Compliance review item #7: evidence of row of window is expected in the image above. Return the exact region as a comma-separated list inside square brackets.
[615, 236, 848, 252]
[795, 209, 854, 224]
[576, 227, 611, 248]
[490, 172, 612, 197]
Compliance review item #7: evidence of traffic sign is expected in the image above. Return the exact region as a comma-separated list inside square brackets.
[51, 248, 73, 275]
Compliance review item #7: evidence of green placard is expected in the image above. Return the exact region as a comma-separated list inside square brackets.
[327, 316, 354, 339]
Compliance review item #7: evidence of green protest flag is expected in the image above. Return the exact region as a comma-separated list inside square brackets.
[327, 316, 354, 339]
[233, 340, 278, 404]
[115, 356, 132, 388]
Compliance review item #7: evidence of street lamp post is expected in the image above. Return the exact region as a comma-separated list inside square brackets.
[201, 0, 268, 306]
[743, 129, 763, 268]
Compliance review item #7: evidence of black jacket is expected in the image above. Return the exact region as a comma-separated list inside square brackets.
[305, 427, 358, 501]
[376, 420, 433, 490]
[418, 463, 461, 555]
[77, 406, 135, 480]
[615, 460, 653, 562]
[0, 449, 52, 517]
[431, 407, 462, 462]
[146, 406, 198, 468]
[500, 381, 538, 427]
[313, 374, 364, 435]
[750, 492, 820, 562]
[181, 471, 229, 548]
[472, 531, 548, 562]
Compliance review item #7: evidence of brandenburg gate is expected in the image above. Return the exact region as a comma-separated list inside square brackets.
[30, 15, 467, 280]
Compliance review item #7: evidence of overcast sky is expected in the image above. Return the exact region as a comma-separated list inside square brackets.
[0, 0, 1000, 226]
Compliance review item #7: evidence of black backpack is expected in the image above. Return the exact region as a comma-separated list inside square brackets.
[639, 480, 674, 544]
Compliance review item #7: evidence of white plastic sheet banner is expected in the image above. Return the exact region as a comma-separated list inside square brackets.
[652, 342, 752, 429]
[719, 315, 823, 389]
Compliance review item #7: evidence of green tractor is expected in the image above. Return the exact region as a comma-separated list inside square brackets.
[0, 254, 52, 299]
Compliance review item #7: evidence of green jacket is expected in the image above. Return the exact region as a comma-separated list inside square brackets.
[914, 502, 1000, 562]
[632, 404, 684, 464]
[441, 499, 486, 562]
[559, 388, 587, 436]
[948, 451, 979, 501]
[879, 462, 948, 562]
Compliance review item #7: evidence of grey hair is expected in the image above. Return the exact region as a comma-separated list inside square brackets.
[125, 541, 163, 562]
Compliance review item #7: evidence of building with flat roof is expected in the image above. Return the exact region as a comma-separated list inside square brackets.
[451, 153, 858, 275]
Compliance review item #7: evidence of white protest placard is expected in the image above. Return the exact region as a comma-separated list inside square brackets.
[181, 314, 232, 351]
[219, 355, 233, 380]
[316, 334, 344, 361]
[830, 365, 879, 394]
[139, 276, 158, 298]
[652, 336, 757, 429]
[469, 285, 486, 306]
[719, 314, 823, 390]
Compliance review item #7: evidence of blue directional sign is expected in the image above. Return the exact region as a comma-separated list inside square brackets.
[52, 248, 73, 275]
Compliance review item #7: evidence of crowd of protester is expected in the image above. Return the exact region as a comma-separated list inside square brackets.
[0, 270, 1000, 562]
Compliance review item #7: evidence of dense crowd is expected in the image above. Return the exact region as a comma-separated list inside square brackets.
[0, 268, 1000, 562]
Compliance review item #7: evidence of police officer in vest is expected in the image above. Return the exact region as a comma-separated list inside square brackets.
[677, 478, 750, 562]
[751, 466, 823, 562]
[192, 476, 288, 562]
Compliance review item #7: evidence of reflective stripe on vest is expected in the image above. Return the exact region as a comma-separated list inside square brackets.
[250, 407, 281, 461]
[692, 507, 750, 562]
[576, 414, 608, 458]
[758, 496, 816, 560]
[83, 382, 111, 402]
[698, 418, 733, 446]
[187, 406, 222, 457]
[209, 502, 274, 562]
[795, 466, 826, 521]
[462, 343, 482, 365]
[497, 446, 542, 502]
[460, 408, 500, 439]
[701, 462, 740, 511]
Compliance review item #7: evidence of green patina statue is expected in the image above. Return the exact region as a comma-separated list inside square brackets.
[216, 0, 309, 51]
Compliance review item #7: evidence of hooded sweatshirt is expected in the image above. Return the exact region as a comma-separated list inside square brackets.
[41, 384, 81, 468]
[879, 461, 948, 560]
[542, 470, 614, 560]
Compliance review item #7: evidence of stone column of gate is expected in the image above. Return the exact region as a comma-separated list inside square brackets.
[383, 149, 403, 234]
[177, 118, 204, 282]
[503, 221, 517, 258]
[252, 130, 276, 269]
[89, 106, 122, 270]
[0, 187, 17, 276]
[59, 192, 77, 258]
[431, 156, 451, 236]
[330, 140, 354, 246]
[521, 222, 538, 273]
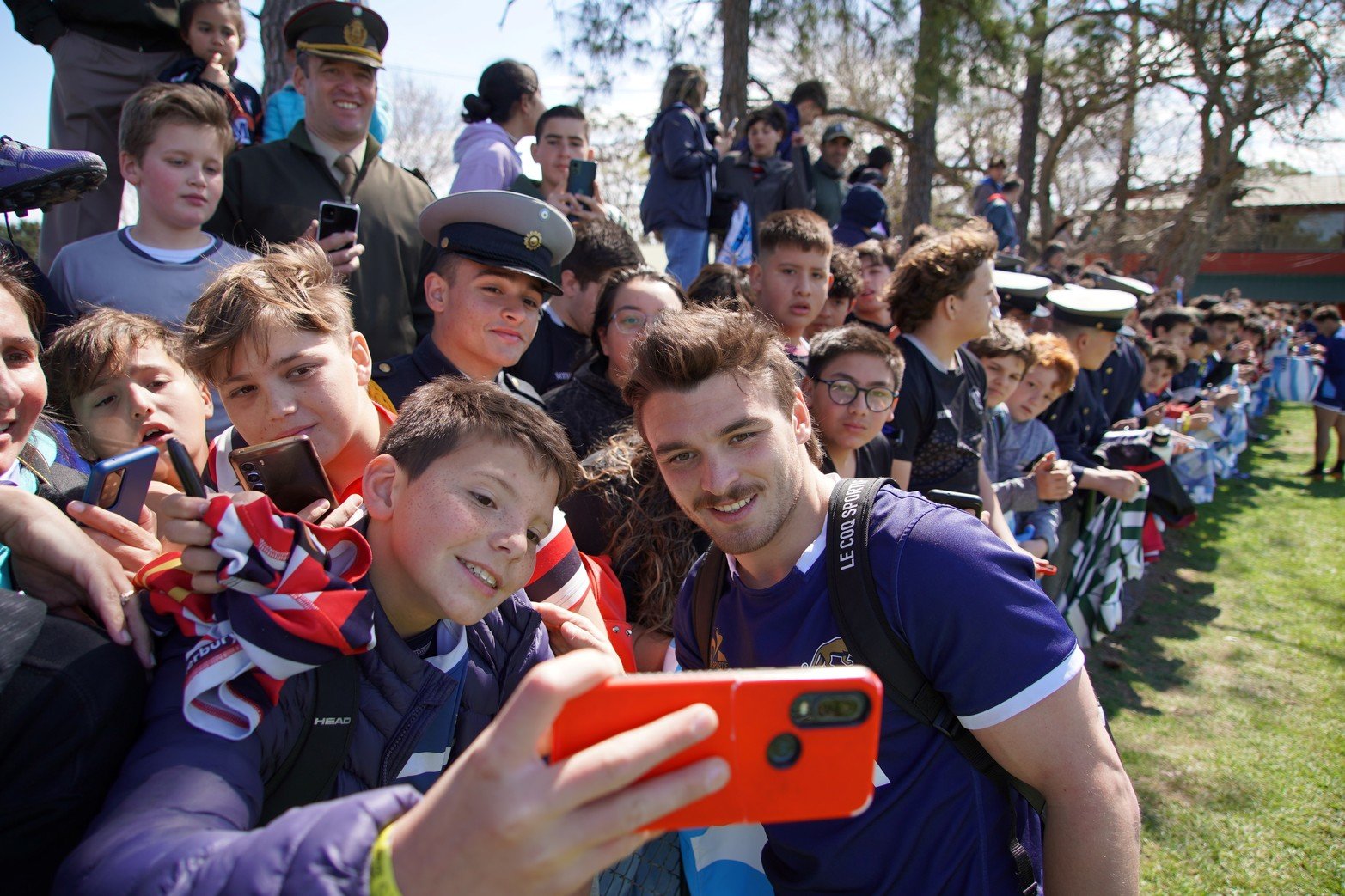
◇ ◇ ◇ ◇ ◇ ◇ ◇
Given exercise: Rewrite all the records above as a numbered list, skipping any blank lines and leaving out the pictures.

Full solution:
1. Compliance review item #7: evidence of row of window is expected in the image above. Return the exact region as a comma-separated list inside square brackets.
2. [615, 236, 848, 252]
3. [795, 209, 854, 224]
4. [576, 227, 611, 248]
5. [490, 172, 612, 197]
6. Compliance review item #7: evidence of traffic sign is expected in the image above. Return the exact region as a comma-separated list inside square brackets.
7. [51, 248, 73, 275]
8. Compliance review item #7: evidence of green placard is expected in the image above. Return the exact region as a comma-separated list inside square brackets.
9. [327, 316, 354, 339]
10. Compliance review item #7: evidence of green protest flag is expected in the image above. Return the exact region as a comma-separated list inside square brackets.
11. [327, 316, 354, 339]
12. [233, 340, 278, 404]
13. [115, 356, 132, 388]
14. Compliance review item #7: evidence of street lamp post is expected in the image above. Return the exact region as a comma-separated list inside square brackets.
15. [201, 0, 268, 306]
16. [743, 129, 763, 268]
17. Compliance review item #7: evidence of black jacket is expected in the image above. Return the exact region as a comma-separated list inside square brackets.
18. [305, 427, 358, 501]
19. [376, 420, 433, 490]
20. [418, 463, 461, 555]
21. [77, 406, 135, 480]
22. [615, 460, 653, 562]
23. [0, 449, 52, 517]
24. [431, 407, 462, 462]
25. [146, 406, 198, 468]
26. [500, 381, 538, 427]
27. [313, 374, 364, 435]
28. [750, 492, 820, 562]
29. [181, 471, 229, 548]
30. [472, 531, 548, 562]
31. Compliance review item #7: evidence of brandenburg gate is expected in the image above. Return the exact region as a comma-separated list inside square brackets.
32. [30, 15, 467, 280]
33. Compliance review item #7: evidence of overcast sky is expected in the image above. Return the exact region as a comma-separated list inside square brackets.
34. [0, 0, 1000, 226]
35. Compliance review item #7: evidence of black backpack is expected in the image above. Return the exact region as a comma-separated list inside square brackets.
36. [639, 480, 674, 544]
37. Compliance review item #7: evidence of white plastic sheet banner is expected in the image above. Return the exact region as a comma-separated list inside square brackets.
38. [652, 342, 752, 429]
39. [719, 315, 823, 389]
40. Compliance review item #7: evidence of green tractor is expected in the image above. Return the exact region as a comma-separated list inside square brackets.
41. [0, 254, 52, 299]
42. Compliance review item #7: evidence of green jacket is expected in the image above. Return the exact region as a comma-separated list inside square brackets.
43. [914, 502, 1000, 562]
44. [632, 404, 684, 464]
45. [441, 499, 486, 562]
46. [559, 388, 587, 436]
47. [948, 451, 979, 501]
48. [879, 462, 948, 562]
49. Compliance review item #7: evidence of grey hair is expected in the image above. Return the exact region as a comma-separated list inside square brackets.
50. [125, 541, 163, 562]
51. Compliance review item #7: evidence of building with flat roof is expected in the image above. Return the exact region as a comma-separated list inside square brackets.
52. [451, 153, 858, 275]
53. Compliance review item #7: evidence of white protest placard is expected in the image above. Return the exact region as a comma-separated list inside square brackets.
54. [181, 314, 232, 351]
55. [219, 355, 233, 380]
56. [316, 334, 344, 361]
57. [830, 365, 879, 394]
58. [139, 276, 158, 298]
59. [652, 336, 757, 429]
60. [469, 285, 486, 306]
61. [719, 314, 823, 390]
62. Compliance review item #7: evidence of blue directional sign is expected in the image above. Return the exact region as a comma-separated list inside square brackets.
63. [52, 248, 73, 275]
64. Compliance review item #7: evidence of crowd of protester is expected in the image above. Return the exact region as a comma-separated list inside square brackets.
65. [0, 270, 1000, 562]
66. Compliance review item #7: evidence of dense crowd is expected in the image above. Return the exact region as a comma-separated list inside square brackets.
67. [0, 268, 1000, 562]
68. Compliance review item #7: evidence of police officer in vest is expected in the image above. Return the exact region as a comma-separated list inside square brackets.
69. [677, 478, 750, 562]
70. [751, 466, 823, 562]
71. [192, 476, 288, 562]
72. Compliance review item #7: evidence of reflective stripe on vest is expected in the image above. Return the exact region as a comma-separated list inside square brackets.
73. [250, 407, 281, 461]
74. [692, 507, 750, 562]
75. [576, 414, 608, 458]
76. [758, 496, 816, 560]
77. [83, 382, 111, 402]
78. [698, 418, 733, 446]
79. [187, 406, 222, 457]
80. [209, 502, 274, 562]
81. [795, 466, 826, 521]
82. [462, 343, 482, 365]
83. [497, 446, 542, 502]
84. [460, 408, 500, 439]
85. [701, 462, 740, 511]
86. Compliance review item #7: evidence of green patina statue is expected in the image above. Return the exact region as a comma-separated list inside square brackets.
87. [216, 0, 309, 51]
88. Compliance review item #7: evidence of hooded sweatshirt is expected in the image above. Return the exact region as a comma-separated list inside square brackets.
89. [41, 384, 81, 468]
90. [879, 461, 948, 560]
91. [542, 470, 614, 560]
92. Compliance review item #7: evidence of stone column of gate is expected in the image above. Return the exact region as a comma-separated list inside square brackets.
93. [383, 149, 403, 234]
94. [177, 118, 204, 282]
95. [503, 221, 517, 258]
96. [252, 130, 276, 269]
97. [89, 106, 122, 270]
98. [0, 187, 17, 276]
99. [59, 192, 77, 258]
100. [431, 156, 451, 236]
101. [330, 140, 354, 246]
102. [521, 222, 538, 273]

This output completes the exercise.